>> Start Document section

Hoërskool D.F. Malan is a public Afrikaans medium co-educational high school situated in the suburb of Boston, Bellville in the Western Cape province of South Africa - near Cape Town. It was named after D.F Malan, the prime minister of South Africa from 1948 to 1954. In 2012 and 2013, the school was included in The Cambridge University Student Guide to Excellence, a selection of 100 top schools worldwide. In recent years, it has been one of the academically top-performing schools in the Western Cape.

History

The school was established in 1951. D Brink was the first principal up to 1969. He was followed by: E Smit 1970–1977, H Franzen 1978–1986, C de Jager 1986–1988, B Volschenk 1989–1996, R Truter 1996–2007, Joe Dorfling 2007-2016 and currently Sias Conradie.

>> End Document section
>> Start Dataset rows

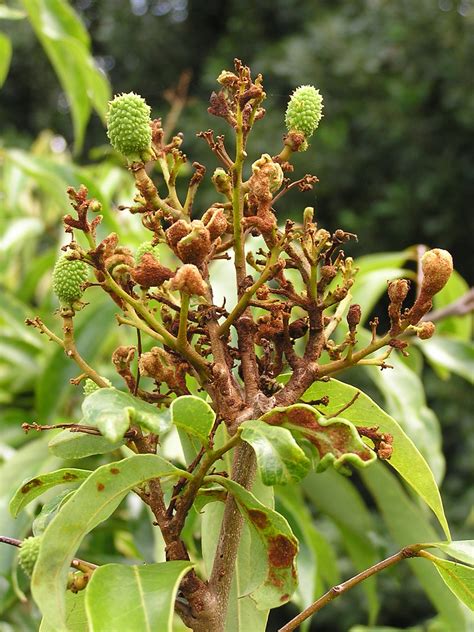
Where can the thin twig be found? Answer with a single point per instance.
(336, 591)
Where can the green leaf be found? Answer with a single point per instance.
(458, 577)
(28, 461)
(6, 13)
(316, 561)
(49, 510)
(406, 458)
(194, 416)
(462, 550)
(113, 411)
(280, 460)
(407, 523)
(92, 325)
(5, 57)
(94, 501)
(369, 287)
(405, 401)
(250, 567)
(450, 354)
(76, 618)
(336, 440)
(120, 597)
(34, 487)
(73, 445)
(67, 45)
(280, 544)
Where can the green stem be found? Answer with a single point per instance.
(188, 353)
(238, 203)
(183, 321)
(199, 477)
(69, 347)
(173, 196)
(246, 297)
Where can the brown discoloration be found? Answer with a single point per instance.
(69, 476)
(258, 518)
(281, 551)
(333, 438)
(35, 482)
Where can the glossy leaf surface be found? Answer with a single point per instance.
(194, 416)
(73, 445)
(281, 546)
(458, 577)
(93, 502)
(34, 487)
(406, 458)
(113, 412)
(121, 597)
(280, 460)
(336, 440)
(408, 524)
(461, 550)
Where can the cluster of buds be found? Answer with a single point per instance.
(436, 267)
(296, 319)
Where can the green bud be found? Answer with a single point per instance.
(68, 277)
(304, 110)
(146, 246)
(90, 386)
(128, 127)
(28, 554)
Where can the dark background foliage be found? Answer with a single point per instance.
(394, 153)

>> End Dataset rows

:: What this exercise asks ::
1. Translate this sentence from the school profile into German: "The school was established in 1951."
2. Please reproduce everything in the school profile from "The school was established" down to "currently Sias Conradie.".

:: Answers below ::
1. Die Schule wurde 1951 gegründet.

2.
The school was established in 1951. D Brink was the first principal up to 1969. He was followed by: E Smit 1970–1977, H Franzen 1978–1986, C de Jager 1986–1988, B Volschenk 1989–1996, R Truter 1996–2007, Joe Dorfling 2007-2016 and currently Sias Conradie.